Extract the text of every entry below exactly; leave images out.

═════ Data for this task

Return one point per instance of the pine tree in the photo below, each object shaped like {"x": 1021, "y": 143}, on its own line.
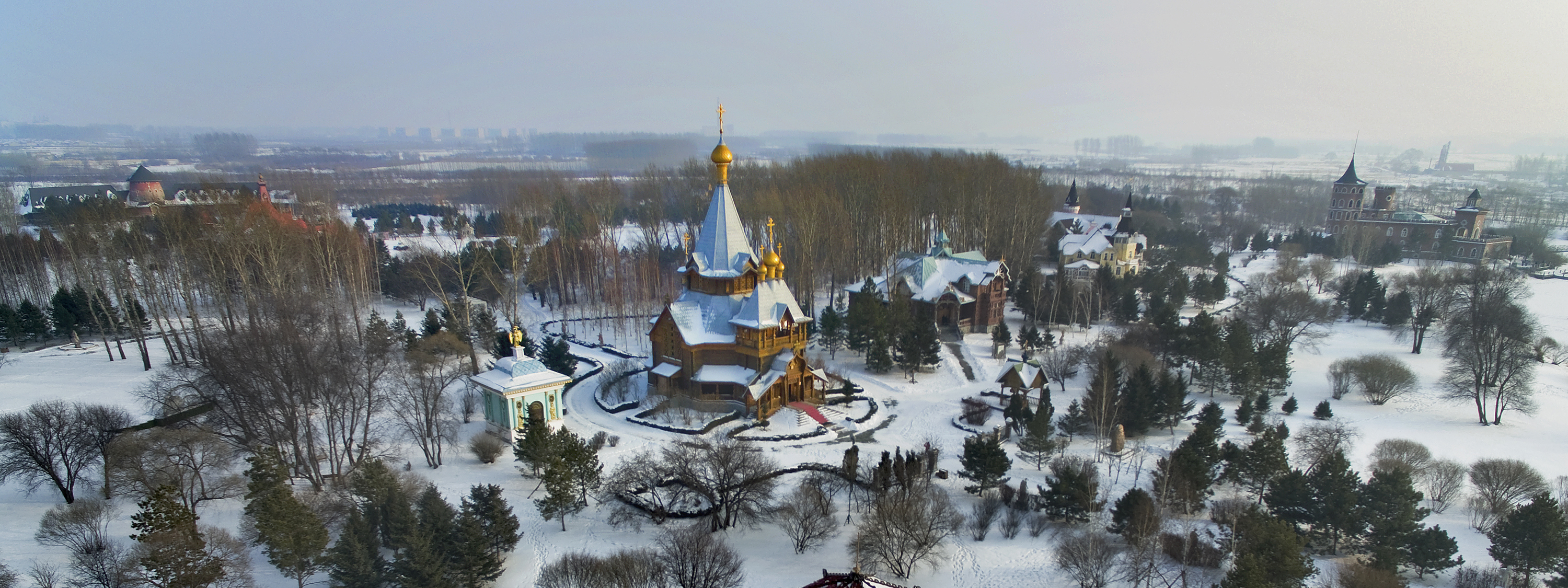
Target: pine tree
{"x": 1134, "y": 516}
{"x": 291, "y": 535}
{"x": 175, "y": 554}
{"x": 355, "y": 560}
{"x": 877, "y": 356}
{"x": 1139, "y": 402}
{"x": 432, "y": 324}
{"x": 1001, "y": 336}
{"x": 1264, "y": 460}
{"x": 1532, "y": 538}
{"x": 1172, "y": 405}
{"x": 985, "y": 463}
{"x": 1432, "y": 551}
{"x": 1071, "y": 491}
{"x": 1393, "y": 512}
{"x": 1336, "y": 493}
{"x": 1322, "y": 411}
{"x": 1075, "y": 421}
{"x": 830, "y": 331}
{"x": 1039, "y": 441}
{"x": 1269, "y": 554}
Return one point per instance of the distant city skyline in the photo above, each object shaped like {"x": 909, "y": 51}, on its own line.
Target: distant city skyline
{"x": 1216, "y": 71}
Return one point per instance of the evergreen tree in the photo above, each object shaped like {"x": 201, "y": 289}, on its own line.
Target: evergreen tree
{"x": 1432, "y": 551}
{"x": 62, "y": 313}
{"x": 877, "y": 356}
{"x": 1017, "y": 413}
{"x": 1140, "y": 402}
{"x": 432, "y": 324}
{"x": 1134, "y": 516}
{"x": 864, "y": 320}
{"x": 985, "y": 463}
{"x": 1071, "y": 491}
{"x": 385, "y": 504}
{"x": 1039, "y": 441}
{"x": 291, "y": 535}
{"x": 493, "y": 515}
{"x": 1398, "y": 311}
{"x": 830, "y": 331}
{"x": 1001, "y": 336}
{"x": 1075, "y": 421}
{"x": 1393, "y": 512}
{"x": 1336, "y": 493}
{"x": 1172, "y": 405}
{"x": 1267, "y": 556}
{"x": 175, "y": 554}
{"x": 10, "y": 325}
{"x": 1289, "y": 498}
{"x": 1322, "y": 411}
{"x": 1264, "y": 460}
{"x": 355, "y": 560}
{"x": 1531, "y": 538}
{"x": 557, "y": 356}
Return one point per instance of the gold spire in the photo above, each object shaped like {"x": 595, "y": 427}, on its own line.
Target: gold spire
{"x": 722, "y": 154}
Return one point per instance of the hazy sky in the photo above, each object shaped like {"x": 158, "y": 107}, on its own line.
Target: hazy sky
{"x": 1170, "y": 71}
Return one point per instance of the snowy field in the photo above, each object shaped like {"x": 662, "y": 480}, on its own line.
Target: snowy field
{"x": 910, "y": 416}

══════════

Result:
Return one point per instance of the pine tree in the photo below, each object shaped like {"x": 1021, "y": 143}, on its own line.
Target: pine tree
{"x": 1134, "y": 516}
{"x": 291, "y": 535}
{"x": 175, "y": 554}
{"x": 355, "y": 560}
{"x": 877, "y": 356}
{"x": 1139, "y": 402}
{"x": 432, "y": 324}
{"x": 1001, "y": 336}
{"x": 1264, "y": 460}
{"x": 1532, "y": 538}
{"x": 1172, "y": 405}
{"x": 985, "y": 463}
{"x": 1432, "y": 551}
{"x": 1071, "y": 491}
{"x": 1393, "y": 512}
{"x": 1336, "y": 493}
{"x": 1322, "y": 411}
{"x": 1075, "y": 421}
{"x": 830, "y": 331}
{"x": 1039, "y": 441}
{"x": 1269, "y": 554}
Return one point per instance of the distant city skyline in the photo above, each object shaped like {"x": 909, "y": 51}, on its own line.
Target: distant city skyline
{"x": 1216, "y": 71}
Return one point per instance of the evergreen tree in the photo above, each object shaped like {"x": 201, "y": 289}, on its own line.
Target: evergreen tree
{"x": 1432, "y": 551}
{"x": 62, "y": 313}
{"x": 877, "y": 356}
{"x": 1017, "y": 413}
{"x": 1140, "y": 402}
{"x": 432, "y": 324}
{"x": 1134, "y": 516}
{"x": 864, "y": 320}
{"x": 985, "y": 463}
{"x": 1071, "y": 491}
{"x": 385, "y": 504}
{"x": 1039, "y": 441}
{"x": 291, "y": 535}
{"x": 493, "y": 515}
{"x": 1398, "y": 311}
{"x": 830, "y": 331}
{"x": 1001, "y": 336}
{"x": 1075, "y": 421}
{"x": 1393, "y": 512}
{"x": 1336, "y": 493}
{"x": 1172, "y": 405}
{"x": 1267, "y": 556}
{"x": 175, "y": 554}
{"x": 10, "y": 325}
{"x": 1289, "y": 498}
{"x": 1322, "y": 411}
{"x": 1264, "y": 460}
{"x": 355, "y": 560}
{"x": 1531, "y": 538}
{"x": 557, "y": 356}
Return one point per instance of the gold spire in the photo above, each object shaped like {"x": 595, "y": 427}, on its own line.
Target: gold spire
{"x": 722, "y": 154}
Return one point per instance of the hazy sky in the photo above, each object shaped like {"x": 158, "y": 107}, on its own line.
Target: hazy sky
{"x": 1170, "y": 71}
Return one point per instance of the snowy field in the photo above, each object shaped like {"x": 662, "y": 480}, on its own line.
Target: snowy field
{"x": 910, "y": 416}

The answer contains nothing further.